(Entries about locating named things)
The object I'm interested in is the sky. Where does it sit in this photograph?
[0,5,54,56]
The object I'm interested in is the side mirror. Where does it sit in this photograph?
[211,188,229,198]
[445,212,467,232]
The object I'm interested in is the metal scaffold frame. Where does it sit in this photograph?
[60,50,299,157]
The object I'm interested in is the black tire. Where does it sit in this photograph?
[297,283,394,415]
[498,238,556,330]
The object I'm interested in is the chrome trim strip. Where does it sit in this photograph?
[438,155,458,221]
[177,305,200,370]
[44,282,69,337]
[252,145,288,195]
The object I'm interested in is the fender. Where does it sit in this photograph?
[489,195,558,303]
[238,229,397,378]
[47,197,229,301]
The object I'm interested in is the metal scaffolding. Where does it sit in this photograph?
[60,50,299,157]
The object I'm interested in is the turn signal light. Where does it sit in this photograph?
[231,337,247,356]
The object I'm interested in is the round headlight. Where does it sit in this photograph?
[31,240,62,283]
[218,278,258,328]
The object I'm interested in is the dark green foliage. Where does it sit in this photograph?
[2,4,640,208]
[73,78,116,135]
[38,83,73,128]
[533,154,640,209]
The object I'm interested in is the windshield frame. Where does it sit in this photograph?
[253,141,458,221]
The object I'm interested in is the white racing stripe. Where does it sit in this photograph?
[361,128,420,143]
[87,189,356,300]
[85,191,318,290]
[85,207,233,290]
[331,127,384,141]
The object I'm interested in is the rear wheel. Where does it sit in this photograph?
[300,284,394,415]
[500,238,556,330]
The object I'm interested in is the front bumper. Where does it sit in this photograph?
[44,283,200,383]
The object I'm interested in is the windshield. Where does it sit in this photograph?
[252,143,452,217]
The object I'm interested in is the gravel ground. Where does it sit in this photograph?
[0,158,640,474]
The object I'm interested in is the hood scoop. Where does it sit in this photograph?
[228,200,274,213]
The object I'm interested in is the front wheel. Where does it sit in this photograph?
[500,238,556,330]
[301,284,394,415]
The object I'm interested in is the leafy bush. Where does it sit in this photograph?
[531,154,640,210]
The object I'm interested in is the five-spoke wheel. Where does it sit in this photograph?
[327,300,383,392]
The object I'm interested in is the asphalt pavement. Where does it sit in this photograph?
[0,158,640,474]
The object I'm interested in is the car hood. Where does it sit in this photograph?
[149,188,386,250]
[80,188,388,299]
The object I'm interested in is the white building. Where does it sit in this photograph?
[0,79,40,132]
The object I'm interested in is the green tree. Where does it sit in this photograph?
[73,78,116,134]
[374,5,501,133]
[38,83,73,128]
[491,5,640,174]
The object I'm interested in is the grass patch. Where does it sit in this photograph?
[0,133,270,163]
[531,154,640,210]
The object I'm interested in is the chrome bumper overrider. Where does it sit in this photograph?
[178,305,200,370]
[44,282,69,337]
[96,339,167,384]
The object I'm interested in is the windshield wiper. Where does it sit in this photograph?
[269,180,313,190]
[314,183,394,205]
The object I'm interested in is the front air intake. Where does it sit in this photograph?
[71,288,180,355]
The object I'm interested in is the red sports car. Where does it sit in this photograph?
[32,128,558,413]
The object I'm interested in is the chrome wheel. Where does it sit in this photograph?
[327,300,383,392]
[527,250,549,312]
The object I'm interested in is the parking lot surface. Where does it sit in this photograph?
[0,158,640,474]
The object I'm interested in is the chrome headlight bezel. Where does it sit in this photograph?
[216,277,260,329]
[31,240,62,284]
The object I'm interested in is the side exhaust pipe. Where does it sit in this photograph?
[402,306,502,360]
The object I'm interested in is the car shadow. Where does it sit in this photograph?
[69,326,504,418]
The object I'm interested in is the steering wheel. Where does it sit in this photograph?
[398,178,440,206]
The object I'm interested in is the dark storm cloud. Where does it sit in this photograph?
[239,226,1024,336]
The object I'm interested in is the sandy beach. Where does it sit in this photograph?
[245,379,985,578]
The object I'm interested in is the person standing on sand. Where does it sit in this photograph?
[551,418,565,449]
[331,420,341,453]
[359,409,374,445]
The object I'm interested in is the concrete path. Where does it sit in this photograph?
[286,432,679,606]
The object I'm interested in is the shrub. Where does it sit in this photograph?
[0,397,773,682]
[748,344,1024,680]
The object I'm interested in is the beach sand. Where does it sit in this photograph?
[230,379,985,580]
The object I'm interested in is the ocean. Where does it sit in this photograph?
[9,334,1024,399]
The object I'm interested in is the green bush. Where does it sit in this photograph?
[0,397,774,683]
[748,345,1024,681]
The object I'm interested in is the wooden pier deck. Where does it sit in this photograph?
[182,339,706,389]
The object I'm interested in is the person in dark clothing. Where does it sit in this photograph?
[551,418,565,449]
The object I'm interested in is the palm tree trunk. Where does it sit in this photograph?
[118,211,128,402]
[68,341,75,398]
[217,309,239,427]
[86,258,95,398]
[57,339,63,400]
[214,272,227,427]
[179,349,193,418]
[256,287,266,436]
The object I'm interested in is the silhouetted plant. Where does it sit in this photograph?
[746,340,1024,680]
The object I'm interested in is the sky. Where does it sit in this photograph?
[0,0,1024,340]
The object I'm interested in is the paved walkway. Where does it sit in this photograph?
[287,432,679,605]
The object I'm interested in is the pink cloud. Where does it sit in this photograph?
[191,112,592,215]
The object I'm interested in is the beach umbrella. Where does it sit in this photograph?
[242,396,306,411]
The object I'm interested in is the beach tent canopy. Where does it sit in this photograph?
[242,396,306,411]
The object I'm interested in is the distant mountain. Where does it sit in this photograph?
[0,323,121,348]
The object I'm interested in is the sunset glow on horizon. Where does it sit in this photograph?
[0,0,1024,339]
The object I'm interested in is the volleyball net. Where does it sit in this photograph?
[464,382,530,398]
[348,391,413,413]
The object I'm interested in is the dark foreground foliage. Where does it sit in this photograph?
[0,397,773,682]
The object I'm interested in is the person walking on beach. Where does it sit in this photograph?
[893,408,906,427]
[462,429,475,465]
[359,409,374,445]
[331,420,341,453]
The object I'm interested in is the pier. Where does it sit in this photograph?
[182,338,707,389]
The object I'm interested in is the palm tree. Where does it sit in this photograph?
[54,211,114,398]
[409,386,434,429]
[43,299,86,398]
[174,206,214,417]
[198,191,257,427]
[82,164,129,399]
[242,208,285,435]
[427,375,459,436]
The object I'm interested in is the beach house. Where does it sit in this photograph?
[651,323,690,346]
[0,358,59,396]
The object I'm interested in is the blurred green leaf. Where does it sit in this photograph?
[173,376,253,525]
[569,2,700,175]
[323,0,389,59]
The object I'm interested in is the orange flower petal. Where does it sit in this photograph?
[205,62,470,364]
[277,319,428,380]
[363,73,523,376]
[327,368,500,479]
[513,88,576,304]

---

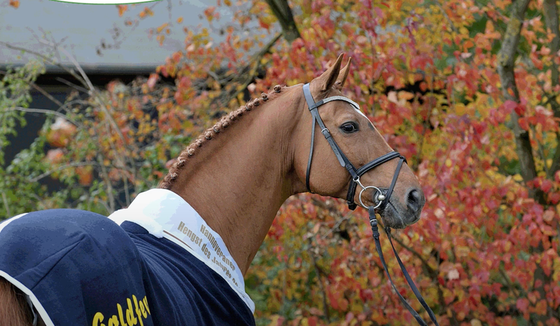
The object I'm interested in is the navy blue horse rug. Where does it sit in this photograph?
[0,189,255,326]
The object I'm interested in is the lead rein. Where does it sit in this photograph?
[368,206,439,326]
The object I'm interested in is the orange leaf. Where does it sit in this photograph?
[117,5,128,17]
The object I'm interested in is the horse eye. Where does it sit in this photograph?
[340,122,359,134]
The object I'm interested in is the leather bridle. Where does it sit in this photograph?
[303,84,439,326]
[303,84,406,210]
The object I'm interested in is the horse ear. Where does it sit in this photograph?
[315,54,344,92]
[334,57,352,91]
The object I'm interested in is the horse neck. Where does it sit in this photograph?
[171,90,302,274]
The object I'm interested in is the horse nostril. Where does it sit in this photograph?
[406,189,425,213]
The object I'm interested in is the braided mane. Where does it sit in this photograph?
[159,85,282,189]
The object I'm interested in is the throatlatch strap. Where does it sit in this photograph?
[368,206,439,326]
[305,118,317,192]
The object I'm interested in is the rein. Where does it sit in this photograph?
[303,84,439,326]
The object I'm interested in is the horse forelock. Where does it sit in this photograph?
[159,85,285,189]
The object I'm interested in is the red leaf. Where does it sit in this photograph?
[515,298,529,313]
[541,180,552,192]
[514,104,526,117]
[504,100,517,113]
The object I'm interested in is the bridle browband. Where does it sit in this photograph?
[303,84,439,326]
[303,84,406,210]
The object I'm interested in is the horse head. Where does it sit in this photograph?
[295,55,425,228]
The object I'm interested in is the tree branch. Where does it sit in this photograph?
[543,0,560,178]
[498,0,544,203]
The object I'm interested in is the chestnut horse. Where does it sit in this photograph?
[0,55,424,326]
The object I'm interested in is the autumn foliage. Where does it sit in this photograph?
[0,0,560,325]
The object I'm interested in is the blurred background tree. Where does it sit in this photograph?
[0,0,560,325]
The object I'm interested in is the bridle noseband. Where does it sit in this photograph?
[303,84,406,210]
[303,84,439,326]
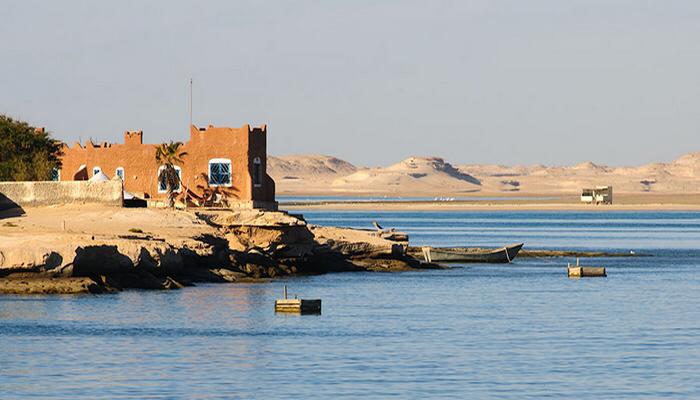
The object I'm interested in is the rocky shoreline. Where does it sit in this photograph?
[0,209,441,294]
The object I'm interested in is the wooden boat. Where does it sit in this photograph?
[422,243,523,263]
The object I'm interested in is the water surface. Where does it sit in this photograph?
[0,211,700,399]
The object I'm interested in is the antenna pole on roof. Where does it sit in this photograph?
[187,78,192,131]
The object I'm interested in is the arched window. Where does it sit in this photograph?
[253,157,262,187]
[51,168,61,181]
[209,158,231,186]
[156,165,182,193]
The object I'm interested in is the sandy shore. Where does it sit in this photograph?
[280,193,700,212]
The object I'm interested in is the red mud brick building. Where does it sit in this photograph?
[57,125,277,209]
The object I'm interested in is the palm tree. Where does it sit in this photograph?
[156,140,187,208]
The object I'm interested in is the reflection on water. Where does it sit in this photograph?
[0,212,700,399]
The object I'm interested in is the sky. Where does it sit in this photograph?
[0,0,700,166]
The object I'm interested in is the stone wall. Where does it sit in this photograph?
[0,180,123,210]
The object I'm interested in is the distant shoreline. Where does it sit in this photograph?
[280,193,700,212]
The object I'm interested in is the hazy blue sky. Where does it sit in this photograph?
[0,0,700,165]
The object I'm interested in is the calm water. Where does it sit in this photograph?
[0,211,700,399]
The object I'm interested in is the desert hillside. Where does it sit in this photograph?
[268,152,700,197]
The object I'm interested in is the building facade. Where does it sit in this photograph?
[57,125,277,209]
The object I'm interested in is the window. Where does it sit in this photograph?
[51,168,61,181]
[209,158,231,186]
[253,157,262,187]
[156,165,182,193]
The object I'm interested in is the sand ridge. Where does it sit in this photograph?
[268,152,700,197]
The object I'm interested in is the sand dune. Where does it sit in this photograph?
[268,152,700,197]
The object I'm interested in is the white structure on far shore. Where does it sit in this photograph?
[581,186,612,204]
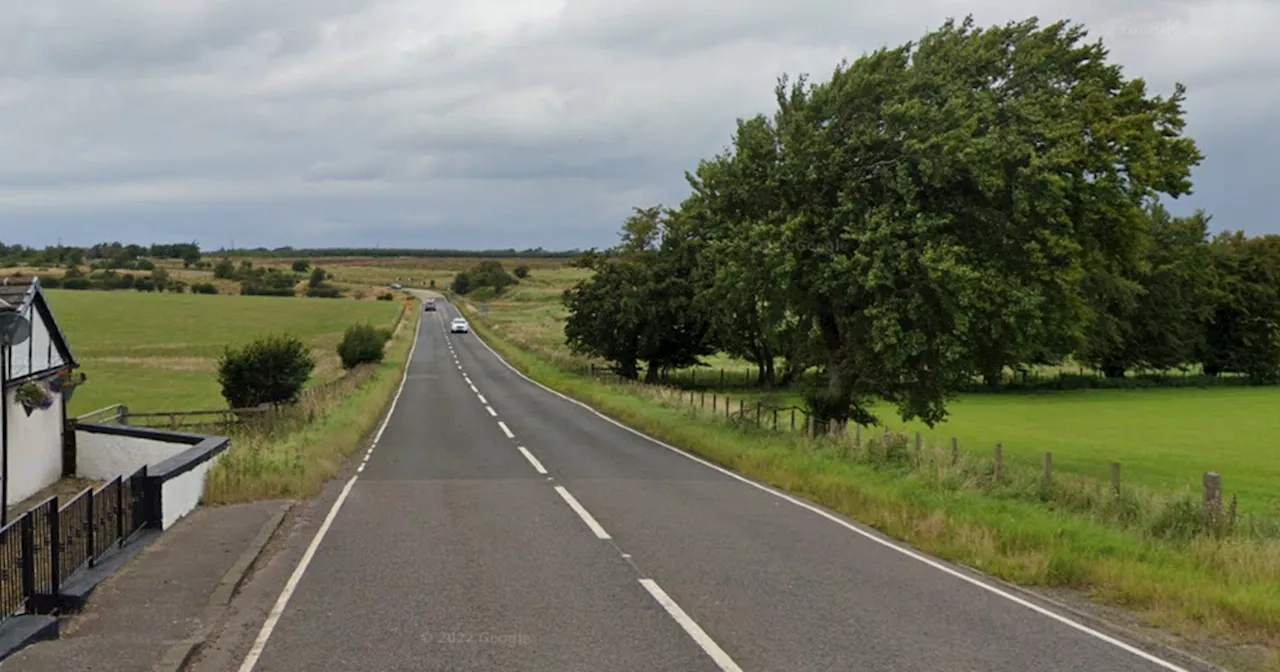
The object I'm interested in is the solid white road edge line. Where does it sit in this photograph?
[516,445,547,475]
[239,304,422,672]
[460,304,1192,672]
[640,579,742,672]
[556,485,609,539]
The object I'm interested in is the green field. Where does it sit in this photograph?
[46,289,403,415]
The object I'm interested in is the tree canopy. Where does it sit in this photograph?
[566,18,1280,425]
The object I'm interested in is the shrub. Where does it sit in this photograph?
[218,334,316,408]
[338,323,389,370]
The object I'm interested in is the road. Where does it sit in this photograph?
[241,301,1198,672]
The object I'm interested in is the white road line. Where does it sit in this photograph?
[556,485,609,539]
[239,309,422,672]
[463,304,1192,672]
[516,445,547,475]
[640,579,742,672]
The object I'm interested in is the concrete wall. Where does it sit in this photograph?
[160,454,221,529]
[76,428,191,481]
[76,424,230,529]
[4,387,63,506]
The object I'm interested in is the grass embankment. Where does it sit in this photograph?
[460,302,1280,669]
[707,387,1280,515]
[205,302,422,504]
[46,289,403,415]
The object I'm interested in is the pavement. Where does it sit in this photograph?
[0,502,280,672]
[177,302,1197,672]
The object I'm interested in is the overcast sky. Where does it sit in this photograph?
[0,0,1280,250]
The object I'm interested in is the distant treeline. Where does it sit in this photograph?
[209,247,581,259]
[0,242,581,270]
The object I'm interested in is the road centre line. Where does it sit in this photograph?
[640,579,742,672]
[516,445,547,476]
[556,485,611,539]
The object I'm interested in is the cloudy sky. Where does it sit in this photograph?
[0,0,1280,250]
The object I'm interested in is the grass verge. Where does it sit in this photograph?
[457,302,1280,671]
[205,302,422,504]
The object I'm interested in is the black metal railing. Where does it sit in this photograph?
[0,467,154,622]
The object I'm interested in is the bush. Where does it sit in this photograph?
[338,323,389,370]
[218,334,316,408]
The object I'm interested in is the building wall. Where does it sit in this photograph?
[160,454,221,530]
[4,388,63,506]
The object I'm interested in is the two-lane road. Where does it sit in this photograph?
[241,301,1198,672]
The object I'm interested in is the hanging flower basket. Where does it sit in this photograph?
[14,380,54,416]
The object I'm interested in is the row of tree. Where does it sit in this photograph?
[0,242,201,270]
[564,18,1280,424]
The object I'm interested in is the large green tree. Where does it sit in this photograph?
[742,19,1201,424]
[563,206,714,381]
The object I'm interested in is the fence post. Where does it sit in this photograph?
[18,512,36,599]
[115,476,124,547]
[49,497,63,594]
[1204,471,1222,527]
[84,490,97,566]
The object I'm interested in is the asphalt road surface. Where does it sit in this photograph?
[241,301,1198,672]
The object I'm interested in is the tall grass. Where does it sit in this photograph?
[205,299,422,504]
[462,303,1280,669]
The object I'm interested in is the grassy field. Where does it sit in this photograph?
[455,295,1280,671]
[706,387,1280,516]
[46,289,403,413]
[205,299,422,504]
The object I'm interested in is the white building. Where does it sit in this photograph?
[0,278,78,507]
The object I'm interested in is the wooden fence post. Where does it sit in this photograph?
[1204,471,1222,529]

- Given request: Duplicate the lines above word for word, from the line containing "The object I'm interested in is the building wall." through the line containing "[14,380,54,416]", including both of those lines.

- Correct result:
The object I'm interested in is the building wall. Where does it sit in this photograph?
[160,454,221,530]
[4,388,63,506]
The object I'm interested in is the two-lane road. Where does it sit in this photograph?
[241,301,1198,672]
The object I'm interested in is the hanging flower basket. Where does it sit in this photograph?
[14,380,54,416]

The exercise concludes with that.